[About this task]
Output all entries verbatim.

[Data to use]

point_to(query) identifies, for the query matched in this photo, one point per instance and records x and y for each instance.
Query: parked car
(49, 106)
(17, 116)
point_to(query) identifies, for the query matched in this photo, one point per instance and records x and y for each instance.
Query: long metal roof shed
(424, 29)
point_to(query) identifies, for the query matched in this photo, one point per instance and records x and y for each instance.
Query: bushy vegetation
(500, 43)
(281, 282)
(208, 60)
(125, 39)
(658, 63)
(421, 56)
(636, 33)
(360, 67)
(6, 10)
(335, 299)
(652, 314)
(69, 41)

[Result below]
point_to(query) identifies, for the query matched in this photo, one point per instance and records x and y for each instance.
Query: parked car
(49, 106)
(17, 116)
point_to(query) identifies, for the query matched in this photo, one point per instance and records x and y for each instance.
Query: long metal roof shed
(424, 29)
point_to(query) identifies, for the query matched in this photo, one point per instance and records x and y for each instance.
Query: bushy vegetation
(500, 43)
(281, 282)
(208, 60)
(125, 39)
(658, 63)
(421, 56)
(636, 33)
(360, 67)
(6, 10)
(335, 299)
(652, 314)
(69, 41)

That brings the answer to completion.